### Task objective
From the line containing "Implementations MUST put a point on every instance of the dark" through the last line of the records, print every line exactly and nothing more.

=== Begin Enclosure ===

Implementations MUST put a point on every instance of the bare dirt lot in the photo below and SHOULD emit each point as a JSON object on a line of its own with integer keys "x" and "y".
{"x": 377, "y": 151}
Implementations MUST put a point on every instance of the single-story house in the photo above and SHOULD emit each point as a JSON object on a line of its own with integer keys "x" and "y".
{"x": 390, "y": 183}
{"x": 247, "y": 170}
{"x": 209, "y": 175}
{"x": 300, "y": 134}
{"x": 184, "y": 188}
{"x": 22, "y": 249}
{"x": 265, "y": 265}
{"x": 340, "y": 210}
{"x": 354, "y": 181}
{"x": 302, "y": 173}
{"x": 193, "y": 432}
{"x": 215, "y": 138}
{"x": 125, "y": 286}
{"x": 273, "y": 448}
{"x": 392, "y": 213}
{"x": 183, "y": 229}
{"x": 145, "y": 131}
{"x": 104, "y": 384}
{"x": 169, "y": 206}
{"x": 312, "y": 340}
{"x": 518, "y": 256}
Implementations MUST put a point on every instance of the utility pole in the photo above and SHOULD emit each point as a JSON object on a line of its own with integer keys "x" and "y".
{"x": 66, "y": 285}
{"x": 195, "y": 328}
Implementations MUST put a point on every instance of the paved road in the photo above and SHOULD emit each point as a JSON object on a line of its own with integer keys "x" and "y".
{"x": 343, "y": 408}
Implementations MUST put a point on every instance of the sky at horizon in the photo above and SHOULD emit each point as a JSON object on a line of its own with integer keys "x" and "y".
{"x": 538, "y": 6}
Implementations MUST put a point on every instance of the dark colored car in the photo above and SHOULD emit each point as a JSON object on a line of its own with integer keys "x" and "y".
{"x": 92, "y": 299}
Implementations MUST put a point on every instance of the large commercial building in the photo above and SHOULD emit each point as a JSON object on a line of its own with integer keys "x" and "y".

=== End Enclosure ===

### Solved exercise
Implementations MUST put a point on every instance of the dark colored car in the photo above and SHOULD emit each point as a JSON object on a line of its own with integer keys "x" and "y".
{"x": 92, "y": 299}
Implementations MUST put a point on every instance of the large commercial building in the photo above and SHOULD emit each point as a JSON object on a line of its own with integer keys "x" and "y".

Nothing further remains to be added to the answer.